## Instructions to follow
Reproduce the lines from the one that contains "horse's head, returned" through the end of the items below, requests included, scaling each coordinate in the answers by 2.55 and rounding to the nearest whole number, with halves rounded up. Give only those lines.

## Input for this task
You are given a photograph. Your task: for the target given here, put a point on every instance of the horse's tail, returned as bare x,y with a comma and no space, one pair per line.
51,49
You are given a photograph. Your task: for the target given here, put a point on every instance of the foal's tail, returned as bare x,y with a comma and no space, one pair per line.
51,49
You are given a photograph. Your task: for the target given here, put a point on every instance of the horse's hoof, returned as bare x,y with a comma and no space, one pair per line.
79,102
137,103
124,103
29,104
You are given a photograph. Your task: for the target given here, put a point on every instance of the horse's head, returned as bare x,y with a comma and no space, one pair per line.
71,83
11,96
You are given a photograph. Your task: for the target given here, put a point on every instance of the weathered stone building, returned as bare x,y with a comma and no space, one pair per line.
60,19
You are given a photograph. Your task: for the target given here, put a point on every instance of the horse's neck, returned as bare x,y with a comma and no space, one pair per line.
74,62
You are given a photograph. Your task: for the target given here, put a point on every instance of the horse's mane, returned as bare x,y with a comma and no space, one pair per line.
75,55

## Result of the task
You are given a photograph. Your task: for the target given here, put a point on every instance of the horse's head, returned as bare x,y with a comma and no space, one pair per line.
181,212
28,245
You are given a photograph. Your task: for the target given here, put a point on every instance of the weathered stone building, returned as bare x,y with a comma and no space, one pair per line.
153,48
You are given a photograph. Your task: for the target given here, put a point on every instance of the horse's neck, returned as bare x,y with a comma and no space, one pair per line.
189,158
You are given a photograph. Your task: for the target given here, put a point on every instance of the horse's mane, returned as bare x,y with a comma and no space, one pair per line.
191,140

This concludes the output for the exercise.